# [What to work on]
Nothing should be left out: output all of the entries exactly.

** START OF Input rows **

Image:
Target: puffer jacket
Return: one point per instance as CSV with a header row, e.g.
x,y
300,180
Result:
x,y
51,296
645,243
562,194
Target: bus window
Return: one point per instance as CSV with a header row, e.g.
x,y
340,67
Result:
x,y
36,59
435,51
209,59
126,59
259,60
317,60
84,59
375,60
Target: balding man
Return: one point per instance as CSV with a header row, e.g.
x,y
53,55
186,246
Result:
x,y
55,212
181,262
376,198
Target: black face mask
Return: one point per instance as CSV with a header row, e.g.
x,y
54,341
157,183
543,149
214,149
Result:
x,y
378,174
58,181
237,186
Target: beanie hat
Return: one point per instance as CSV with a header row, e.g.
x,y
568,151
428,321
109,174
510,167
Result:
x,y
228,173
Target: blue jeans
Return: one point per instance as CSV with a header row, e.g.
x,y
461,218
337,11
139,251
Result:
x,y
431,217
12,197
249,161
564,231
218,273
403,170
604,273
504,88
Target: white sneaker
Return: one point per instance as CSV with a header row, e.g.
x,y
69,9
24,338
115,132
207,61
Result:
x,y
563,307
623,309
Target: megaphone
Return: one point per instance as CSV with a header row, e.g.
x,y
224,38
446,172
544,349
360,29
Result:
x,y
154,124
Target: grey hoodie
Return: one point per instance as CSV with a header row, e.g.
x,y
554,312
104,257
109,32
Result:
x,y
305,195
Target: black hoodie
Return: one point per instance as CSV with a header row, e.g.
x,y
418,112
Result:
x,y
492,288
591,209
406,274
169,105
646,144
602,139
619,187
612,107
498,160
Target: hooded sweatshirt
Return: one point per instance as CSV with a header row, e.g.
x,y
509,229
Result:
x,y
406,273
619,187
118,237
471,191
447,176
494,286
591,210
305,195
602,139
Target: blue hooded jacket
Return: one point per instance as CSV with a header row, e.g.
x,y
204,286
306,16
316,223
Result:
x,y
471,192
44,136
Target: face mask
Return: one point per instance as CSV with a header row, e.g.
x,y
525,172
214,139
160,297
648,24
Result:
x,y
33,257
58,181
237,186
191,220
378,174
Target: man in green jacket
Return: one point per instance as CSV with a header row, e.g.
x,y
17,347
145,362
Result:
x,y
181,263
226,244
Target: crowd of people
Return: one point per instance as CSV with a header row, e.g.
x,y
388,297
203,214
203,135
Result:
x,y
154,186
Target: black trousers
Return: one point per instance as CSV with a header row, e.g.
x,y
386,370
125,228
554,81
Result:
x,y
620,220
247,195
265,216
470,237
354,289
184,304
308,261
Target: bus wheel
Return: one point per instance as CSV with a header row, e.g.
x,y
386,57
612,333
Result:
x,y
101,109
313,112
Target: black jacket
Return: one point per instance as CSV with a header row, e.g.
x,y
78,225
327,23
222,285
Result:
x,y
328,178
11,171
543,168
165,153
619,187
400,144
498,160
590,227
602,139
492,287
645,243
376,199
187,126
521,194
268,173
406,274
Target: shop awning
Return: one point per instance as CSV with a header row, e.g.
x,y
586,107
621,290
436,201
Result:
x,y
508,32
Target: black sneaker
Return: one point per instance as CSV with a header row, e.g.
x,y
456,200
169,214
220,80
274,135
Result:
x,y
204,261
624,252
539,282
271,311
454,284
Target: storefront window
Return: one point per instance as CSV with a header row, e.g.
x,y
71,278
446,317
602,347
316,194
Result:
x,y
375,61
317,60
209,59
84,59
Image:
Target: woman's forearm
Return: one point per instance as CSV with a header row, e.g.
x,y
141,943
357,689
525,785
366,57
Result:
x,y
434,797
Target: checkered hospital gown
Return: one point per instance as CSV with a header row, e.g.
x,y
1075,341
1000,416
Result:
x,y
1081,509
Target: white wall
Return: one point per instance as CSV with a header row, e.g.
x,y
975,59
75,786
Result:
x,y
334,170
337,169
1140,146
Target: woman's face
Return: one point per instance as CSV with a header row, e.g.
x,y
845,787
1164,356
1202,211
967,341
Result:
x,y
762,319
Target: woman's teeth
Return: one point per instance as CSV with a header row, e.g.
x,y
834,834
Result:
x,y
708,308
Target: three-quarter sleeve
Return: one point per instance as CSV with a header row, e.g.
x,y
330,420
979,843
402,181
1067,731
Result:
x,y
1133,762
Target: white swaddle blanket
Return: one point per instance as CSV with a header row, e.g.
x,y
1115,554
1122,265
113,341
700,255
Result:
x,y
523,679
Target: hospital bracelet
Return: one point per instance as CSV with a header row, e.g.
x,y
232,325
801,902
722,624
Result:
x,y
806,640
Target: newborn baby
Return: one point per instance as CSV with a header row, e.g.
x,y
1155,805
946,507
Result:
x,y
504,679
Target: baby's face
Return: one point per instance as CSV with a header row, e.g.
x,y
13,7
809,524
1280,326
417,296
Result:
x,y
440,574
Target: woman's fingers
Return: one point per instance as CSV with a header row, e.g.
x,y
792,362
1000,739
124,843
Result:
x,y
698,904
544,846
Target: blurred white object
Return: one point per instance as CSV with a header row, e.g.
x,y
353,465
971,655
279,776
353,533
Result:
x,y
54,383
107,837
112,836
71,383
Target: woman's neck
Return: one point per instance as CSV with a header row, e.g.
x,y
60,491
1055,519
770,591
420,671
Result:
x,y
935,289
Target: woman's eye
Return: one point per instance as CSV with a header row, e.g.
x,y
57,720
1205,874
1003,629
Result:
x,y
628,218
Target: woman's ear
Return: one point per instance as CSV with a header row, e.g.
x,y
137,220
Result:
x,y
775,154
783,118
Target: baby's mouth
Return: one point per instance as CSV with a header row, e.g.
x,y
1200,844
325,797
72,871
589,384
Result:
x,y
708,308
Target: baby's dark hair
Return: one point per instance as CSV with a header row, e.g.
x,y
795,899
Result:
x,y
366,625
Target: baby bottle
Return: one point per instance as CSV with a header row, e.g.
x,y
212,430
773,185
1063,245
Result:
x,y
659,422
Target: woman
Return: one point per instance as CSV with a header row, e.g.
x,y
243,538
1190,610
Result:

** END OF Input rows **

# [The result]
Image:
Target: puffer jacket
Return: one point per instance as CSV with a header row, e.g.
x,y
300,180
Result:
x,y
51,296
645,243
562,194
Target: bus window
Return: one point per instance as CSV with a header row, e.g.
x,y
340,67
Result:
x,y
36,59
435,51
209,59
126,59
259,60
317,60
84,59
375,60
Target: balding man
Return: one point per instance as CSV with a header row, e.g.
x,y
53,55
186,246
Result:
x,y
55,212
181,262
376,198
Target: black face mask
Return: one point per instance as CSV with a header row, e.g.
x,y
54,341
157,183
543,149
214,149
Result:
x,y
378,174
58,181
237,186
Target: beanie hat
Return: one point per instance as CSV with a header row, e.g.
x,y
568,151
428,321
109,174
510,167
Result:
x,y
228,173
Target: blue jeans
Return: one point per instance as CSV with a header row, e.g.
x,y
461,218
337,11
139,251
Result:
x,y
431,217
12,197
249,161
564,231
218,273
403,170
604,273
504,88
Target: white sneaker
Return: one point per instance as CSV with a header row, e.g.
x,y
69,9
24,338
115,132
207,61
Result:
x,y
563,307
623,309
Target: megaphone
Return: one point per instance as CSV with a header row, e.g.
x,y
224,38
446,172
544,349
360,29
Result:
x,y
154,124
Target: grey hoodie
Return: one point per instance as CSV with a header row, e.g.
x,y
554,312
104,257
109,32
Result:
x,y
305,195
Target: black hoodie
Return: one point per instance as CSV with a header row, e.g.
x,y
418,112
Result:
x,y
492,288
591,209
406,274
169,105
646,144
602,139
619,187
612,107
498,160
Target: hooded sweatshirt
Return: one point per instance as CSV with a header row, e.g.
x,y
509,229
Result:
x,y
406,273
619,187
118,237
471,191
447,176
494,286
591,210
305,195
602,139
Target: blue hooded jacket
Return: one point per instance as CSV with a header row, e.g.
x,y
204,286
306,16
316,223
Result:
x,y
471,192
44,136
Target: face mask
Return: one point per instance as CSV with a header row, e.g.
x,y
525,172
214,139
160,297
648,24
Result:
x,y
33,257
58,181
237,186
191,220
378,174
Target: man in green jacket
Return: one point per instance as CSV with a header row, e.g.
x,y
17,347
145,362
Result:
x,y
181,263
226,244
Target: crowd of people
Return: one point per instance as CSV with a header row, e.g.
x,y
388,297
203,214
203,135
Result:
x,y
154,186
Target: black trousers
Return: one point per instance as CSV with a header row, e.g.
x,y
386,370
125,228
554,81
Result:
x,y
620,220
247,195
265,216
470,237
354,289
184,304
308,261
Target: bus wheel
Return: one point per instance as CSV with a header row, e.g.
x,y
386,57
612,333
Result:
x,y
101,109
313,112
Target: black jacket
Return: one point per instance as CSV with a header row, e.g.
x,y
78,225
327,23
222,285
Result:
x,y
328,178
11,171
543,168
165,153
619,187
400,144
498,160
590,227
602,139
492,287
645,243
376,199
187,126
521,194
268,173
406,274
Target: shop awning
Return: one point per instance as CSV with a header row, e.g.
x,y
586,107
621,290
436,201
Result:
x,y
508,32
Target: black sneaker
Return: one point per instance as CSV with a header row, e.g.
x,y
456,200
169,214
220,80
274,135
Result:
x,y
204,261
624,252
539,282
271,311
454,284
Target: storefront window
Return: one point per instance as CSV with a header row, e.g.
x,y
71,278
446,317
602,347
316,194
Result:
x,y
375,61
317,60
209,59
84,59
Image:
Target: woman's forearm
Return: one point per instance as CSV with a header row, e.g.
x,y
141,943
357,689
525,785
366,57
Result:
x,y
434,797
Target: checkered hospital gown
Return: one point per instance as CSV with a header row, e.g.
x,y
1075,341
1000,416
Result:
x,y
1081,509
Target: white wall
Return: one point per instance as CSV with a header row, e.g.
x,y
975,59
75,786
Result:
x,y
334,170
337,169
1140,146
Target: woman's face
Return: one point per instance as CSV with a header row, e.g.
x,y
845,787
1164,356
1202,211
967,341
Result:
x,y
762,319
Target: woman's teeth
Return: one point per instance as CSV with a header row, e.g.
x,y
834,834
Result:
x,y
708,308
Target: three-quarter sleeve
Return: one point per instance as CSV with a header row, e.g.
x,y
330,420
979,843
402,181
1067,731
Result:
x,y
1133,762
Target: white swaddle blanket
Return: one point per instance as CSV with a header row, e.g.
x,y
1115,554
1122,265
113,341
700,255
Result:
x,y
523,679
Target: hospital bracelet
Return: one point per instance as CSV with a header row, e.g.
x,y
232,325
801,902
722,624
Result:
x,y
806,640
Target: newborn baby
Return: one point per instance as CSV with a header row, e.g.
x,y
1155,805
946,507
Result:
x,y
504,679
Target: baby's face
Return: one point per instance as CSV with a header row, e.g.
x,y
13,7
809,524
1280,326
417,296
Result:
x,y
440,574
Target: woman's fingers
Return: one point per instance as CSV with a header row, e.g.
x,y
792,362
1000,739
124,843
Result:
x,y
698,904
544,846
Target: blurred white object
Return: one point per instance as CSV with a header row, e.g.
x,y
353,465
971,655
279,776
353,533
Result:
x,y
54,383
107,837
112,836
71,383
Target: woman's neck
Return: one point per instance as CSV with a header row, e.g.
x,y
60,491
1055,519
770,591
420,671
Result:
x,y
935,289
Target: woman's eye
Return: one point per instance as CSV with a header row, e.g.
x,y
57,720
1205,874
1003,629
Result:
x,y
628,218
Target: woman's ear
Return: one point per instance as CSV with a header row, e.g.
x,y
137,220
Result:
x,y
775,154
783,118
Target: baby's mouth
Return: one point per instance as CSV with a header row, e.g.
x,y
1200,844
325,797
72,871
589,384
Result:
x,y
708,308
Target: baby's dark hair
Return: one point per instance as CSV with a header row, e.g.
x,y
795,899
Result:
x,y
366,625
Target: baby bottle
Return: one point per instance as CSV with a header row, e.g.
x,y
212,430
773,185
1063,245
Result:
x,y
659,422
Target: woman
Return: one point per instance as CSV with a header row, e.g.
x,y
243,538
1190,610
Result:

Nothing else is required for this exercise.